- Excerpted passage -
** start **
# Coyote Contest Team 1



## ohiobuckboy65 (Sep 27, 2010)

dang ya already beat me to it lol im headin out in the a.m


----------



## hunter-4-life (Feb 22, 2011)

ohiobuckboy65 said:


> dang ya already beat me to it lol im headin out in the a.m


I wish i was, gotta work tomorrow so wont be but sunday, those critters better watch out!


----------



## [email protected] (Jun 15, 2011)

Howzit guys. I haven't had much time to hunt yotes yet but I've seen some. Now that deer season is just about done I can hunt more places, so I should get one or two.


----------



## hunter-4-life (Feb 22, 2011)

Ok sounds good. Im going to go out tomorrow and see if i cant get a couple.


----------



## ohiobuckboy65 (Sep 27, 2010)

bump


----------



## hunter-4-life (Feb 22, 2011)
** end **
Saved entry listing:
** start **
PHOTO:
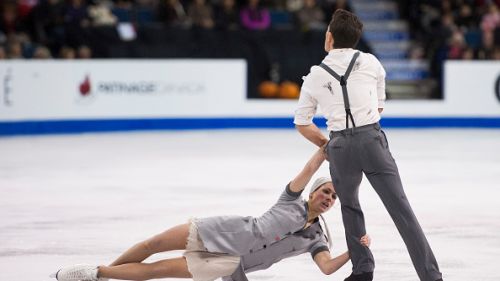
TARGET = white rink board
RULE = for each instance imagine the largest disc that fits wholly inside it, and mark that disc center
(36, 90)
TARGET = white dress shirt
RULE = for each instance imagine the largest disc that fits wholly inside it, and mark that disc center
(365, 89)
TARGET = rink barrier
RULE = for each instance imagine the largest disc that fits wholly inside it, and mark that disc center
(120, 125)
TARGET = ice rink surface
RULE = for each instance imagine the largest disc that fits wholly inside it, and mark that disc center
(86, 198)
** end **
- Tasks -
1) Print, verbatim, the lines of the saved entry listing from the line containing "TARGET = white dress shirt" to the end of the listing, with both of those lines included.
2) Carry on the coyote contest thread from the point where it stops.

- Answers for this exercise -
1)
TARGET = white dress shirt
RULE = for each instance imagine the largest disc that fits wholly inside it, and mark that disc center
(365, 89)
TARGET = rink barrier
RULE = for each instance imagine the largest disc that fits wholly inside it, and mark that disc center
(120, 125)
TARGET = ice rink surface
RULE = for each instance imagine the largest disc that fits wholly inside it, and mark that disc center
(86, 198)

2)
Im too busy during week to even get out. I have tomorrow and friday off so im going to go see if i cant find a couple and let em have it


----------



## ohiobuckboy65 (Sep 27, 2010)

we've been skunked in central ohio


----------



## hunter-4-life (Feb 22, 2011)

well today hit -35 and got a bit of snow, they'll be moving tomorrow


----------



## hunter-4-life (Feb 22, 2011)

so much for yote hunting today  its -32 with windchill -47, 40 mp/h winds.


----------



## ohiobuckboy65 (Sep 27, 2010)

good day i was sick all day


----------



## hunter-4-life (Feb 22, 2011)

Well if friday isnt as cold ill head out


----------



## ohiobuckboy65 (Sep 27, 2010)

im praying for a cancelation here so i can go get some bait


----------



## hunter-4-life (Feb 22, 2011)

today is a decent day so far. Might be heading out after school to my secret spot  the land owner said he saw 16 coyotes in the 1 section ill be hunting. Never shot em didnt have a gun with him. He is starting to calf here soon, and wants the population tooken down


----------



## [email protected] (Jun 15, 2011)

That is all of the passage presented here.